» Instrução 1
Responda com base no trecho sobre as palavras:
(a) O que é preciso para aprender todas as palavras?
(b) Que tipo de convenção as palavras são?
(c) Como as palavras são quase sempre?

» Trecho
****

Escrever é um exercício limitado. Extremamente limitado. Escrever está condicionado às palavras, e elas me limitam.
A primeira coisa que eu posso dizer sobre as palavras é que nós brigamos o tempo todo. Nos damos mal. Enquanto eu as tento manipular, elas me escravizam. Elas são meu instrumento, mas eu sou subordinado delas. Eu não sou nada. Eu sou apenas sentimentos. Mas são elas quem tentam dizer o que sinto. É preciso mais de uma vida para aprender todas as palavras. Elas podem ser infinitas. Elas podem ser traduzidas. Mas, quase sempre, são insuficientes. As palavras são uma convenção social. São pessoas buscando, através das mesmas palavras, padronizar sentimentos. Uma busca desesperada por identificação. Por compreensão. Por compaixão. E tudo isso é ilusão.

****

» Instrução 2
Transcreva sem alterações tudo o que vai do início das linhas abaixo até a linha que contém "<point>289,311</point>", incluindo as duas pontas. Deixe as imagens fora da resposta.

[Registros de identificação de posições]
****

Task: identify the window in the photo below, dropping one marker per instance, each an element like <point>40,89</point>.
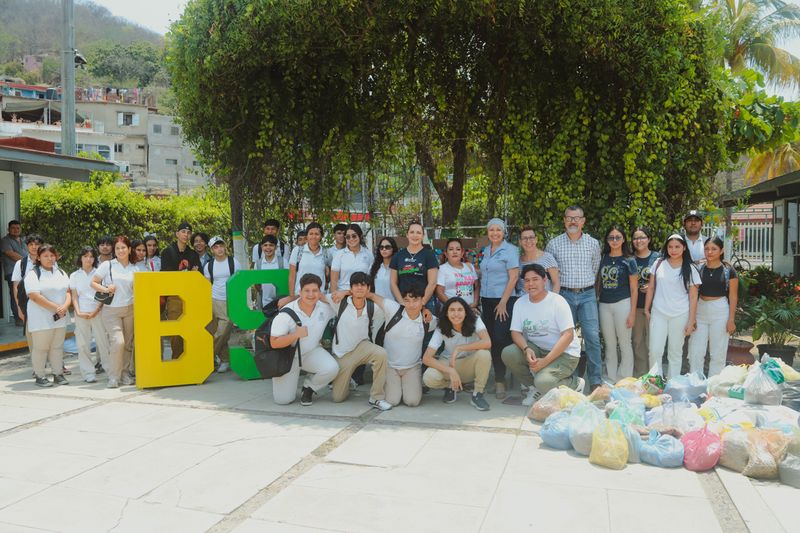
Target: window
<point>127,119</point>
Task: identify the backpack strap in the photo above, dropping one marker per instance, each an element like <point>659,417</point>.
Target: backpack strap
<point>289,311</point>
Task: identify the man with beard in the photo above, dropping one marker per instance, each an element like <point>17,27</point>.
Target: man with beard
<point>692,224</point>
<point>578,258</point>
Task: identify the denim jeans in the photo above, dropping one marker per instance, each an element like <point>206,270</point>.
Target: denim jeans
<point>584,312</point>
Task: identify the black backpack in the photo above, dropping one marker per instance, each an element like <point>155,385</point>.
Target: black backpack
<point>274,362</point>
<point>342,308</point>
<point>211,268</point>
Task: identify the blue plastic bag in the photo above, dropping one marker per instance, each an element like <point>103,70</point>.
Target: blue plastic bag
<point>634,444</point>
<point>662,450</point>
<point>689,387</point>
<point>555,431</point>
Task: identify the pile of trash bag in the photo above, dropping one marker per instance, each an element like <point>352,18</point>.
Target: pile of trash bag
<point>738,419</point>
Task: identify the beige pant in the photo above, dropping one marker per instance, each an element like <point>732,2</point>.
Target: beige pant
<point>48,345</point>
<point>119,325</point>
<point>365,353</point>
<point>84,331</point>
<point>641,348</point>
<point>405,385</point>
<point>221,326</point>
<point>174,310</point>
<point>474,367</point>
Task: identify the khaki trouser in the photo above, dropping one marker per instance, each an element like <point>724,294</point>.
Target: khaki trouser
<point>475,367</point>
<point>220,326</point>
<point>405,385</point>
<point>119,325</point>
<point>48,345</point>
<point>174,310</point>
<point>365,353</point>
<point>559,372</point>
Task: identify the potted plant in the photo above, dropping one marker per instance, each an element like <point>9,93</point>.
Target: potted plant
<point>777,320</point>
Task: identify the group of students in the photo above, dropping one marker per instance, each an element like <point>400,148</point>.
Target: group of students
<point>446,322</point>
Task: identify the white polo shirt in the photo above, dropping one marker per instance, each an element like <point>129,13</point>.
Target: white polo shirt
<point>222,273</point>
<point>456,340</point>
<point>352,328</point>
<point>53,286</point>
<point>403,342</point>
<point>346,262</point>
<point>310,263</point>
<point>80,282</point>
<point>283,324</point>
<point>121,277</point>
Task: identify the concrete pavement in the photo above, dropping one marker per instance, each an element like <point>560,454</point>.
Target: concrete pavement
<point>222,457</point>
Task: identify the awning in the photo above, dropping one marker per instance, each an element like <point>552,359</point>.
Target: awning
<point>51,165</point>
<point>786,186</point>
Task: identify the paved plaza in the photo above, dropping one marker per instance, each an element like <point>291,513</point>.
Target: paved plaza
<point>222,457</point>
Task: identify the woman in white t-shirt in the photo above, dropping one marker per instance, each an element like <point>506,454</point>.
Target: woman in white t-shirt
<point>49,300</point>
<point>88,323</point>
<point>671,303</point>
<point>116,277</point>
<point>456,277</point>
<point>311,258</point>
<point>466,356</point>
<point>380,272</point>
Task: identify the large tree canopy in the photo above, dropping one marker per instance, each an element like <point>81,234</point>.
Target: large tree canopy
<point>621,105</point>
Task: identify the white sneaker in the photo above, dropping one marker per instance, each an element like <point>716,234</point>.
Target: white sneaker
<point>381,405</point>
<point>531,397</point>
<point>581,385</point>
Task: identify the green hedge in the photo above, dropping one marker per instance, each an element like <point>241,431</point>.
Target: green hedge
<point>70,215</point>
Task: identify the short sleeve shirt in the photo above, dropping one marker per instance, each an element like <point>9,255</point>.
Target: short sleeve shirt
<point>456,340</point>
<point>543,322</point>
<point>615,275</point>
<point>80,282</point>
<point>283,324</point>
<point>413,268</point>
<point>346,263</point>
<point>458,281</point>
<point>494,269</point>
<point>53,286</point>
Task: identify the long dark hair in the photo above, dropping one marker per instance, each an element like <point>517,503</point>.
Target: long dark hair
<point>626,248</point>
<point>467,328</point>
<point>686,258</point>
<point>378,261</point>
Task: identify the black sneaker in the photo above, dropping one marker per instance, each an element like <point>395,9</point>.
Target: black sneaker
<point>478,402</point>
<point>449,396</point>
<point>307,397</point>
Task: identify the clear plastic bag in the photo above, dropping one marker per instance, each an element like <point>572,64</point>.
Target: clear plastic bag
<point>555,431</point>
<point>760,388</point>
<point>662,450</point>
<point>701,449</point>
<point>609,446</point>
<point>584,419</point>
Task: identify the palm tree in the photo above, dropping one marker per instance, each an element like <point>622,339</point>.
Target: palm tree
<point>753,31</point>
<point>773,163</point>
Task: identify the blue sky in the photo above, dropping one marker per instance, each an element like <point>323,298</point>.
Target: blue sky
<point>157,15</point>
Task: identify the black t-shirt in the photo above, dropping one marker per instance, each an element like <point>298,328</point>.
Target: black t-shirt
<point>173,260</point>
<point>413,268</point>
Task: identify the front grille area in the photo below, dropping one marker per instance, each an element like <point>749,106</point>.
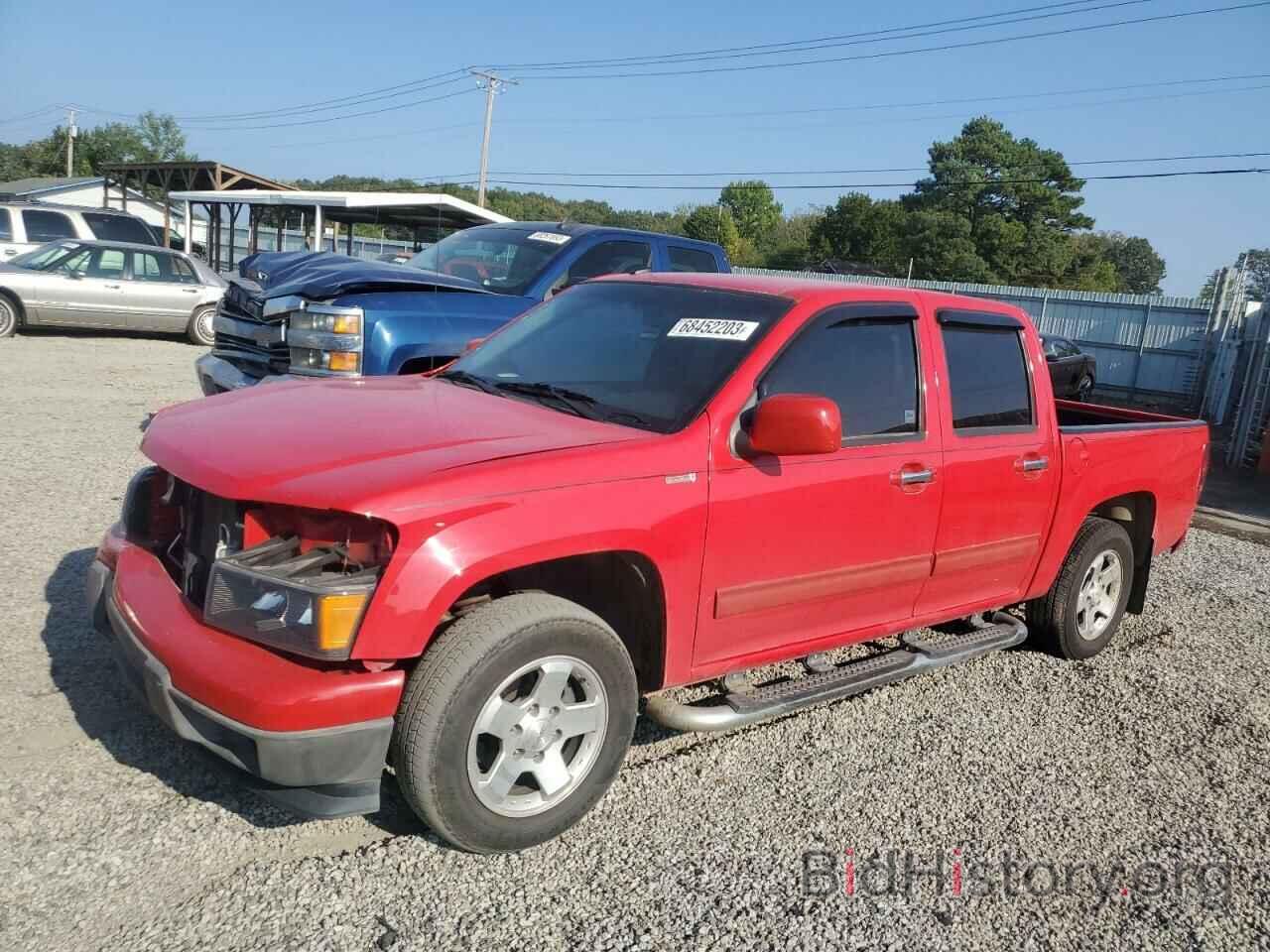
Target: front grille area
<point>257,343</point>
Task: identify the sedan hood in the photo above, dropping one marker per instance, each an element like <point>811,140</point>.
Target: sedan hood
<point>324,275</point>
<point>347,443</point>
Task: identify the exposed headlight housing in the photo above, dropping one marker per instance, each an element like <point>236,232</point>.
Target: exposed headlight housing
<point>325,340</point>
<point>305,602</point>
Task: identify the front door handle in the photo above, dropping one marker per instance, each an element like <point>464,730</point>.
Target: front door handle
<point>912,477</point>
<point>1032,463</point>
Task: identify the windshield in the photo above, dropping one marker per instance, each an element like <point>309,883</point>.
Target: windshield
<point>648,356</point>
<point>504,261</point>
<point>45,257</point>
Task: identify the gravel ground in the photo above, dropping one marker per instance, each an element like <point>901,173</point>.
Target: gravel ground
<point>1112,803</point>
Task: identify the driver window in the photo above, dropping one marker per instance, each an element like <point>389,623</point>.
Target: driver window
<point>76,264</point>
<point>606,258</point>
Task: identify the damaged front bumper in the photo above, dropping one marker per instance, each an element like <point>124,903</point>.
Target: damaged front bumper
<point>172,658</point>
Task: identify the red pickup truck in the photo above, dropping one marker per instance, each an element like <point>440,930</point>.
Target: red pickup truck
<point>644,483</point>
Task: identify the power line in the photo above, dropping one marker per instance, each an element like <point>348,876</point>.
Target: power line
<point>983,182</point>
<point>336,118</point>
<point>858,172</point>
<point>911,51</point>
<point>693,54</point>
<point>880,36</point>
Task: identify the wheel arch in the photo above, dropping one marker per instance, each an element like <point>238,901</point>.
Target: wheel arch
<point>622,587</point>
<point>19,308</point>
<point>1135,515</point>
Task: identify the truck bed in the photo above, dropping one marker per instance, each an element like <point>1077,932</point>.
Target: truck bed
<point>1093,417</point>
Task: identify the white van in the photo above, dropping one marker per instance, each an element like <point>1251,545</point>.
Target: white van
<point>28,225</point>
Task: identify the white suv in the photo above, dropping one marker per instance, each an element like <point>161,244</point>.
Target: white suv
<point>28,225</point>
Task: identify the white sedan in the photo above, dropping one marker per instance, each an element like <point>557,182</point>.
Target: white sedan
<point>109,285</point>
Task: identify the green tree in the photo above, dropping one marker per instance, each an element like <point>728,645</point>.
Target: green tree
<point>789,246</point>
<point>1012,194</point>
<point>753,208</point>
<point>712,222</point>
<point>857,229</point>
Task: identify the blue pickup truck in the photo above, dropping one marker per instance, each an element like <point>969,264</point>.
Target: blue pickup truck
<point>333,316</point>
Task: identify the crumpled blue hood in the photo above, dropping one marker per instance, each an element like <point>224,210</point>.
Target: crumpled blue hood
<point>321,275</point>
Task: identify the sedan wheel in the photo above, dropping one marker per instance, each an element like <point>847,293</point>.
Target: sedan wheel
<point>200,326</point>
<point>8,317</point>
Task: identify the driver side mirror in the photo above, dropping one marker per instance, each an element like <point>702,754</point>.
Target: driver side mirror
<point>795,424</point>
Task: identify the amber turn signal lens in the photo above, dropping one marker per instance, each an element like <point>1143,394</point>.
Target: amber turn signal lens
<point>343,361</point>
<point>336,620</point>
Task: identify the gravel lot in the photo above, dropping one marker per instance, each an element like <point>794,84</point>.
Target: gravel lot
<point>1150,765</point>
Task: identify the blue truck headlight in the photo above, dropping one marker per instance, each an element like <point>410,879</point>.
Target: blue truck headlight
<point>325,340</point>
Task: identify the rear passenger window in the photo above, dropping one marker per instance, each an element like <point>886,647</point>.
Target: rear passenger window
<point>693,259</point>
<point>987,377</point>
<point>867,366</point>
<point>46,226</point>
<point>118,227</point>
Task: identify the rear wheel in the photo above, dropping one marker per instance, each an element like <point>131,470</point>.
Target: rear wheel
<point>515,722</point>
<point>1078,617</point>
<point>8,317</point>
<point>200,326</point>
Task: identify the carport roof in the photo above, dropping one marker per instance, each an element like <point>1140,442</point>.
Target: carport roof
<point>363,207</point>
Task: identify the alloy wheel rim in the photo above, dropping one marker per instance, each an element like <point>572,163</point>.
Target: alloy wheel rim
<point>1100,595</point>
<point>204,326</point>
<point>538,737</point>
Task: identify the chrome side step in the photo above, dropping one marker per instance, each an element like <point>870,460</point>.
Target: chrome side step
<point>919,653</point>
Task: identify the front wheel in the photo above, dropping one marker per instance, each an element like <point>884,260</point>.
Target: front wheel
<point>1080,613</point>
<point>515,722</point>
<point>8,317</point>
<point>200,326</point>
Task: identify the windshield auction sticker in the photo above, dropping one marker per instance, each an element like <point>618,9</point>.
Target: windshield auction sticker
<point>549,236</point>
<point>712,327</point>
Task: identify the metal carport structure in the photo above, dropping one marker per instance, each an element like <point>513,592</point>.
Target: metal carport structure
<point>425,213</point>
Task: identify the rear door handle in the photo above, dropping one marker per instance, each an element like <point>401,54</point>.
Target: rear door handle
<point>1035,463</point>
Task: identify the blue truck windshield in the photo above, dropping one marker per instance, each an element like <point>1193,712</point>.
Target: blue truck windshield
<point>504,261</point>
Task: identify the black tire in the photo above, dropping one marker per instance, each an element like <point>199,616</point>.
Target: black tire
<point>460,673</point>
<point>10,316</point>
<point>199,330</point>
<point>1055,620</point>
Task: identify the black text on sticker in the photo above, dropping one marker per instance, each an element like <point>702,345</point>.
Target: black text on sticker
<point>712,327</point>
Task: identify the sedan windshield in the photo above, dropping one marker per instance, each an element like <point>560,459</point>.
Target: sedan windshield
<point>504,261</point>
<point>46,257</point>
<point>647,356</point>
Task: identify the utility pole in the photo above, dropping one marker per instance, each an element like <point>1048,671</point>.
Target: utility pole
<point>493,85</point>
<point>70,141</point>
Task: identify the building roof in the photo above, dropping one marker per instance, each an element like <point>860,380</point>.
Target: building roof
<point>190,175</point>
<point>28,186</point>
<point>363,207</point>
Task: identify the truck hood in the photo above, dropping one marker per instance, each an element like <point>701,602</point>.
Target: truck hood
<point>349,443</point>
<point>318,276</point>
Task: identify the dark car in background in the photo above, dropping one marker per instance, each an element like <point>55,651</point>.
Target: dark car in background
<point>1072,372</point>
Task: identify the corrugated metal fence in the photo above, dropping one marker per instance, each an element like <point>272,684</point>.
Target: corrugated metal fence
<point>1148,348</point>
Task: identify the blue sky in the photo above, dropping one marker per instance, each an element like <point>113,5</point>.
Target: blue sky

****

» Resposta 1
(a) Mais de uma vida.
(b) Uma convenção social.
(c) Insuficientes.

» Resposta 2
Task: identify the window in the photo below, dropping one marker per instance, each an element like <point>40,89</point>.
Target: window
<point>127,119</point>
Task: identify the backpack strap in the photo above, dropping one marker per instance, each an element like <point>659,417</point>.
Target: backpack strap
<point>289,311</point>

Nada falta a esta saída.